Document extract:
........
NBA Statistical Analyst Kevin Pelton

by Kevin Pelton, 8/2/06


Don't take my word for it.

That's a strange way to begin what is a book review of sorts, but I felt it needed to be said up front. When it comes to The Wages of Wins, the recent offering by sports economists David J. Berri, Martin B. Schmidt and Stacey L. Brook, a strange trend has been apparent to me and was confirmed by Malcolm Gladwell -- some of the harshest critics have yet to actually read the book.

It's certainly possible to understand the material in general terms without picking up a copy because Wages has drawn plenty of attention from the media, including a glowing review from the influential Gladwell in the "New Yorker," a review that was, ahem, less than glowing from 82games founder Roland Beech in the Journal of Quantitative Analysis in Sports and one somewhere in between by my 82games colleague David Lewin. Berri has written an editorial for the New York Times based on the material in Wages, and many of the general themes have been repeated on the authors' blog.

Naturally, as a basketball fan writing for a basketball Web site, my focus has been on Wages' discussion of basketball, which does make up the majority of the book. However, there is also work on baseball and one chapter on football, as well as a comparison of consistency across the three sports. Wages provides a good summary of work in the budding field of sports economics on topics such as competitive balance and how strikes affect attendance while breaking ground in these regards.
........
Information supplied:

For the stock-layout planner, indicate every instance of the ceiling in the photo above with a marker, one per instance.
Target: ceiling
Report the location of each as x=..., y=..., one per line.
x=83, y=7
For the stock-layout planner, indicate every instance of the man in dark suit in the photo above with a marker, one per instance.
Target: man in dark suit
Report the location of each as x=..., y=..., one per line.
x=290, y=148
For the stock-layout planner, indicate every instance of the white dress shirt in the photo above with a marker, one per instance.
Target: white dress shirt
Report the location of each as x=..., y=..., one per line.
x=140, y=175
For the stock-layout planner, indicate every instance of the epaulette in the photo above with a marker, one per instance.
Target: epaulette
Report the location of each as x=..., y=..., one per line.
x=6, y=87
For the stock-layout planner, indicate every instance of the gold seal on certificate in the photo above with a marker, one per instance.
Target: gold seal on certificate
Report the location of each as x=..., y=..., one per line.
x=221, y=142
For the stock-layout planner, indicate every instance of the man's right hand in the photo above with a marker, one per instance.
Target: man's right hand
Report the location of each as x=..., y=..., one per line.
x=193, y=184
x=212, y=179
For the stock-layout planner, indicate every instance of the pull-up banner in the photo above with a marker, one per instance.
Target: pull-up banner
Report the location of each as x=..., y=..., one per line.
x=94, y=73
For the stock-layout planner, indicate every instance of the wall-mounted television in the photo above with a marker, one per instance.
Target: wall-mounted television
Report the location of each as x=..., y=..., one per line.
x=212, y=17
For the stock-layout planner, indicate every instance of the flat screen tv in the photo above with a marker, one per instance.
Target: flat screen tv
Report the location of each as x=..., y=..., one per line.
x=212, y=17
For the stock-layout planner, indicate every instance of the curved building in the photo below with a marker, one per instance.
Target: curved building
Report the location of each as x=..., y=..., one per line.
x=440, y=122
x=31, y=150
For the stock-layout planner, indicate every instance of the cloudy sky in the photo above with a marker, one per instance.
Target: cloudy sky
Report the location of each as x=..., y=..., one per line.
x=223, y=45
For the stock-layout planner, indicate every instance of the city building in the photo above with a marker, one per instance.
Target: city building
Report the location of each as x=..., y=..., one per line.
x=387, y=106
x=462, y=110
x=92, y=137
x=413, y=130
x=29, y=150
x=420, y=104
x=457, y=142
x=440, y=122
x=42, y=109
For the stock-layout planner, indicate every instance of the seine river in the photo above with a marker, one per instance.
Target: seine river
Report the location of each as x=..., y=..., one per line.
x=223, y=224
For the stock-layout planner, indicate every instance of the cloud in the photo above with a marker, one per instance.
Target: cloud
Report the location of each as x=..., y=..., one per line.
........
Task brief: Extract the portion of the book review running from "NBA Statistical Analyst" through "read the book.", copied exactly.

Exercise response:
NBA Statistical Analyst Kevin Pelton

by Kevin Pelton, 8/2/06


Don't take my word for it.

That's a strange way to begin what is a book review of sorts, but I felt it needed to be said up front. When it comes to The Wages of Wins, the recent offering by sports economists David J. Berri, Martin B. Schmidt and Stacey L. Brook, a strange trend has been apparent to me and was confirmed by Malcolm Gladwell -- some of the harshest critics have yet to actually read the book.